=== DATASET ===

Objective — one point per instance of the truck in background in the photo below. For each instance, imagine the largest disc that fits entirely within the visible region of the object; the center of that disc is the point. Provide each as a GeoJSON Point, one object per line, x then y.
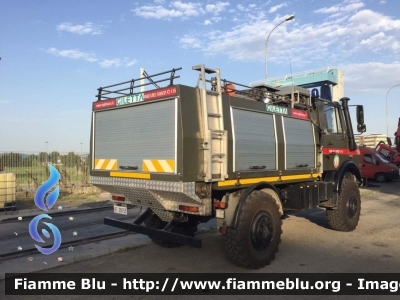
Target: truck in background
{"type": "Point", "coordinates": [243, 155]}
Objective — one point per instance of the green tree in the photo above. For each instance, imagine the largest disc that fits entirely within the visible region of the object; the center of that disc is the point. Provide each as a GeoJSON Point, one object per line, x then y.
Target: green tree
{"type": "Point", "coordinates": [53, 157]}
{"type": "Point", "coordinates": [28, 160]}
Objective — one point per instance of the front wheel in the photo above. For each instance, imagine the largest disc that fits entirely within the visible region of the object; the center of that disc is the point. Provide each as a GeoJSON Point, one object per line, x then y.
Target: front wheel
{"type": "Point", "coordinates": [345, 217]}
{"type": "Point", "coordinates": [380, 177]}
{"type": "Point", "coordinates": [188, 228]}
{"type": "Point", "coordinates": [255, 240]}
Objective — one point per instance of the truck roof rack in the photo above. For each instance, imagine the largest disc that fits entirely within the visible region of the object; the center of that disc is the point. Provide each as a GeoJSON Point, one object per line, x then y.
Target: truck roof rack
{"type": "Point", "coordinates": [126, 88]}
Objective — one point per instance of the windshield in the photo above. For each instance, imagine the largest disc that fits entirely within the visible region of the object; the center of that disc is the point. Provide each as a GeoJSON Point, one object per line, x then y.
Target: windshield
{"type": "Point", "coordinates": [332, 119]}
{"type": "Point", "coordinates": [382, 158]}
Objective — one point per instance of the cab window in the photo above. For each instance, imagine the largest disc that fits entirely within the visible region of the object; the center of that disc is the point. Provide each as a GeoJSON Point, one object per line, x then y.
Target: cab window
{"type": "Point", "coordinates": [334, 125]}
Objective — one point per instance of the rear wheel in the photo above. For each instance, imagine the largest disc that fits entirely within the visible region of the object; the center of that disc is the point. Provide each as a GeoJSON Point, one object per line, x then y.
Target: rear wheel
{"type": "Point", "coordinates": [188, 228]}
{"type": "Point", "coordinates": [380, 177]}
{"type": "Point", "coordinates": [255, 240]}
{"type": "Point", "coordinates": [345, 217]}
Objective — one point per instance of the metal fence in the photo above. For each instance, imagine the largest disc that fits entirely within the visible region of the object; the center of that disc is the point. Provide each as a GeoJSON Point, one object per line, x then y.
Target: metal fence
{"type": "Point", "coordinates": [31, 169]}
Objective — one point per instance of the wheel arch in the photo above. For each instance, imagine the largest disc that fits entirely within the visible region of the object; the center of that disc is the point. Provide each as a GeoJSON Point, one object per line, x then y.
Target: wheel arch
{"type": "Point", "coordinates": [264, 187]}
{"type": "Point", "coordinates": [347, 166]}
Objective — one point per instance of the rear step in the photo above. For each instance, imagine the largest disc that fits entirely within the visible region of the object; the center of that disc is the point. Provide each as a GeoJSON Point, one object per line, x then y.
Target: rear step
{"type": "Point", "coordinates": [157, 233]}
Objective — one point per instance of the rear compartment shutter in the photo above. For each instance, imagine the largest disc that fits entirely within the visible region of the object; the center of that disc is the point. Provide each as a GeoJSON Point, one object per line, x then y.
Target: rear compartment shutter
{"type": "Point", "coordinates": [136, 135]}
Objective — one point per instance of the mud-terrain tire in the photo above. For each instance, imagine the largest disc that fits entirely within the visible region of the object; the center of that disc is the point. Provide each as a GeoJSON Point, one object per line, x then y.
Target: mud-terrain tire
{"type": "Point", "coordinates": [187, 228]}
{"type": "Point", "coordinates": [256, 238]}
{"type": "Point", "coordinates": [380, 178]}
{"type": "Point", "coordinates": [345, 217]}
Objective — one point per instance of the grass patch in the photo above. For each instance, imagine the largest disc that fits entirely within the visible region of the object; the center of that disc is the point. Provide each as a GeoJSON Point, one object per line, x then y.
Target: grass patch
{"type": "Point", "coordinates": [130, 248]}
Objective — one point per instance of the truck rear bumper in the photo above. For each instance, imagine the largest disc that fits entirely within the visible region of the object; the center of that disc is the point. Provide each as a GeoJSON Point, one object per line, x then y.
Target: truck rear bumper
{"type": "Point", "coordinates": [165, 235]}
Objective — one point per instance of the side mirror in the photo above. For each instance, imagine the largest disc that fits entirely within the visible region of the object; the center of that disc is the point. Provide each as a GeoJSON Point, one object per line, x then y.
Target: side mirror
{"type": "Point", "coordinates": [361, 127]}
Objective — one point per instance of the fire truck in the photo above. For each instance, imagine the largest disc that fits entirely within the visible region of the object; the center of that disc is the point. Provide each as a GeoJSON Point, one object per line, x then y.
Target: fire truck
{"type": "Point", "coordinates": [245, 155]}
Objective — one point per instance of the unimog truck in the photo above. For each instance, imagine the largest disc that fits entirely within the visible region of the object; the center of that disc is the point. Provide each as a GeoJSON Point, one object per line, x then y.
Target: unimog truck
{"type": "Point", "coordinates": [243, 155]}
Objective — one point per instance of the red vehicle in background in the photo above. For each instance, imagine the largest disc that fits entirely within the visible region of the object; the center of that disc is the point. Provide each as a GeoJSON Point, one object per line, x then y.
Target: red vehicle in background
{"type": "Point", "coordinates": [374, 166]}
{"type": "Point", "coordinates": [392, 154]}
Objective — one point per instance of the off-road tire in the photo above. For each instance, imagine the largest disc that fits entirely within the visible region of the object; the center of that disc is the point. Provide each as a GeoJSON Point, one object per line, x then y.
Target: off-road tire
{"type": "Point", "coordinates": [256, 238]}
{"type": "Point", "coordinates": [187, 228]}
{"type": "Point", "coordinates": [345, 217]}
{"type": "Point", "coordinates": [380, 178]}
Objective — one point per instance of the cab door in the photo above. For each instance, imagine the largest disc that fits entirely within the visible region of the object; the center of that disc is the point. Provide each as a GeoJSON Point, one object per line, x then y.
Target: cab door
{"type": "Point", "coordinates": [334, 138]}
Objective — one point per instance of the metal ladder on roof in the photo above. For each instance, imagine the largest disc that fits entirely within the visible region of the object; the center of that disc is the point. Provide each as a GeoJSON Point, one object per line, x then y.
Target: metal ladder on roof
{"type": "Point", "coordinates": [215, 142]}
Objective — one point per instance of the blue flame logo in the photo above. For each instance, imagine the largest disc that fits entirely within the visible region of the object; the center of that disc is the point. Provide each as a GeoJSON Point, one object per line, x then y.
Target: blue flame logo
{"type": "Point", "coordinates": [50, 201]}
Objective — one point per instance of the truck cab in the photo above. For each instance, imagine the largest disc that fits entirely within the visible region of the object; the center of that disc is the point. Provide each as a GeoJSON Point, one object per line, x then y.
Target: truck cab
{"type": "Point", "coordinates": [376, 166]}
{"type": "Point", "coordinates": [243, 155]}
{"type": "Point", "coordinates": [388, 152]}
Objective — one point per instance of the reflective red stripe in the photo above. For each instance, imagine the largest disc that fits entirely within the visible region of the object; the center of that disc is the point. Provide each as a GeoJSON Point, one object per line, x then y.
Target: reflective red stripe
{"type": "Point", "coordinates": [340, 151]}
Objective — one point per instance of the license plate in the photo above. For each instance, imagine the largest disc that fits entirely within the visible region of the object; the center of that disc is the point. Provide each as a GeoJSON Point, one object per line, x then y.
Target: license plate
{"type": "Point", "coordinates": [121, 209]}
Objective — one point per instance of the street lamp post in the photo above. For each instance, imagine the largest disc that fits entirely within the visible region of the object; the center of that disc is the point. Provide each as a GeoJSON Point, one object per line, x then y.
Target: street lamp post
{"type": "Point", "coordinates": [291, 17]}
{"type": "Point", "coordinates": [387, 126]}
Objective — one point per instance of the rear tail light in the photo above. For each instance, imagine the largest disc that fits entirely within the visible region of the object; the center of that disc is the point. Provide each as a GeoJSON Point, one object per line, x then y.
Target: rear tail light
{"type": "Point", "coordinates": [219, 204]}
{"type": "Point", "coordinates": [189, 208]}
{"type": "Point", "coordinates": [118, 198]}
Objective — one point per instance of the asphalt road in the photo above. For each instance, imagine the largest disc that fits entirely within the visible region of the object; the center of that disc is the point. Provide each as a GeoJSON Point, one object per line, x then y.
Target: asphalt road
{"type": "Point", "coordinates": [308, 246]}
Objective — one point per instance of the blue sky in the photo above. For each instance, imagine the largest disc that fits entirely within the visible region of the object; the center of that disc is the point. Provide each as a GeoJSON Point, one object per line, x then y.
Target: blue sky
{"type": "Point", "coordinates": [54, 55]}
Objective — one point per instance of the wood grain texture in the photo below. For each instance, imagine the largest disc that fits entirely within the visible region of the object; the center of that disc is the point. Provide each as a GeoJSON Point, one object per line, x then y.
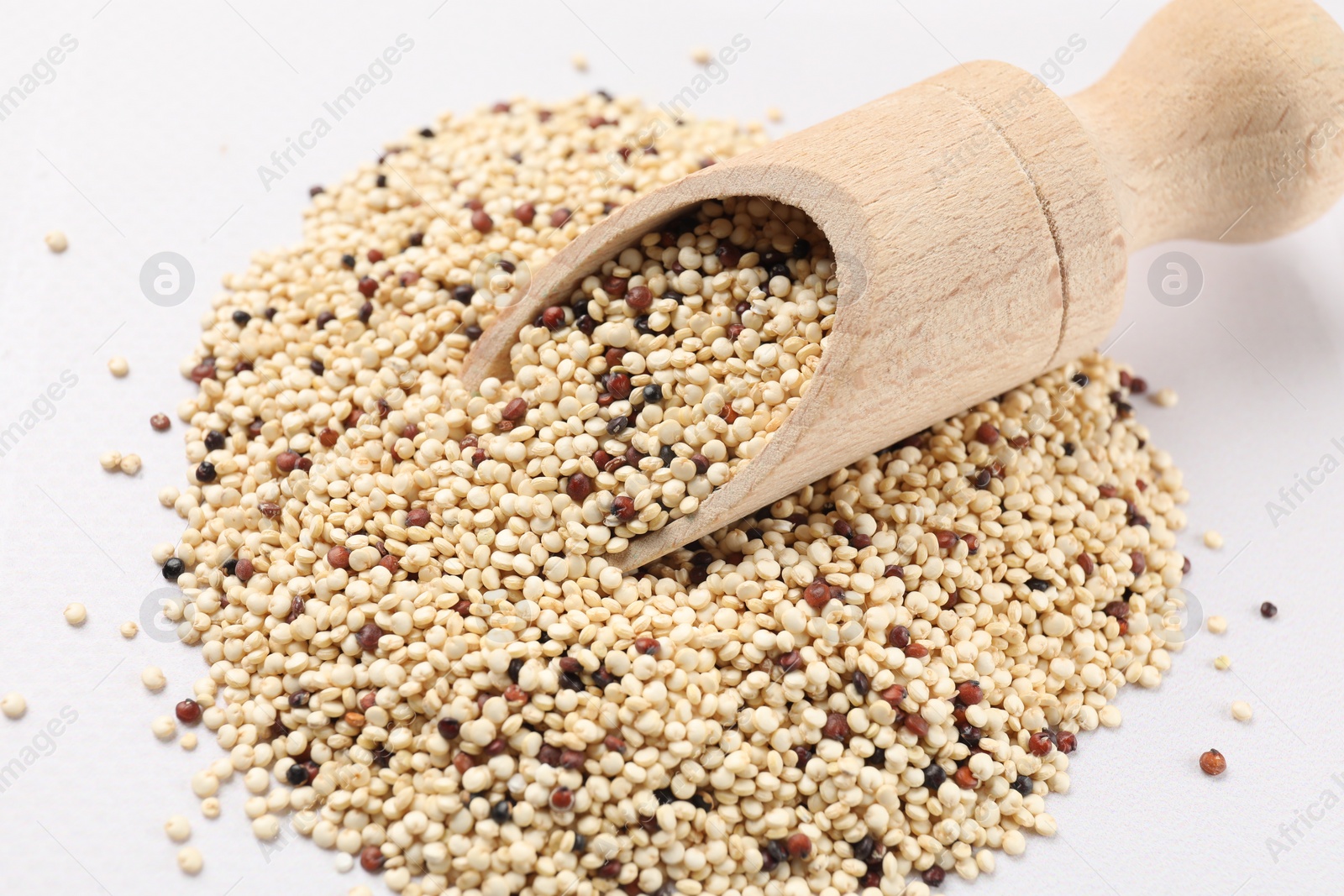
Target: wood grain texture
{"type": "Point", "coordinates": [1223, 120]}
{"type": "Point", "coordinates": [981, 224]}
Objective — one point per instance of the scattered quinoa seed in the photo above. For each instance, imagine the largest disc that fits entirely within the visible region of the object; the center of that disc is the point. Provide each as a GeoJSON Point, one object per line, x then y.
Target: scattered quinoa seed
{"type": "Point", "coordinates": [13, 705]}
{"type": "Point", "coordinates": [178, 829]}
{"type": "Point", "coordinates": [402, 591]}
{"type": "Point", "coordinates": [190, 860]}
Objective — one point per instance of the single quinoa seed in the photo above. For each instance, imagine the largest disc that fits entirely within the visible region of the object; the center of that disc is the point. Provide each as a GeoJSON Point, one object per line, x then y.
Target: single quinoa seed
{"type": "Point", "coordinates": [470, 653]}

===

## WHAT IS EXPECTED
Leave the pictures out, and reproduce only the lines from the line holding "Objective — one point per instance of the wood" through the last line of the material, both included.

## FINISHED EXERCISE
Objective — one point per instance of the wood grain texture in the photo below. For each instance, imagine the largest disc that fits entirely within the visible region of the object; the center of that disc is the point. Provide each as a GeoJSON Point, one object per line, x then y.
Target: wood grain texture
{"type": "Point", "coordinates": [1223, 120]}
{"type": "Point", "coordinates": [981, 224]}
Objective — one point per instance of the scattered quinoa seed in the photo above. For each instance, imagine the largest disc that fits entirely within the visible region of the object; the center of that disc is the point. Provide each as a GeoJSON Point, one object per line, x then y.
Target: scattered quinoa seed
{"type": "Point", "coordinates": [13, 705]}
{"type": "Point", "coordinates": [178, 829]}
{"type": "Point", "coordinates": [402, 591]}
{"type": "Point", "coordinates": [190, 860]}
Objective — one point per instance of the single quinoa seed in the photo above. For each instance, imagine the largest disc that fits entirely within the visible region of the object; the center of that disc is the point. Provide each as a GeoJSON Point, one object per line, x then y.
Target: single quinoa seed
{"type": "Point", "coordinates": [470, 653]}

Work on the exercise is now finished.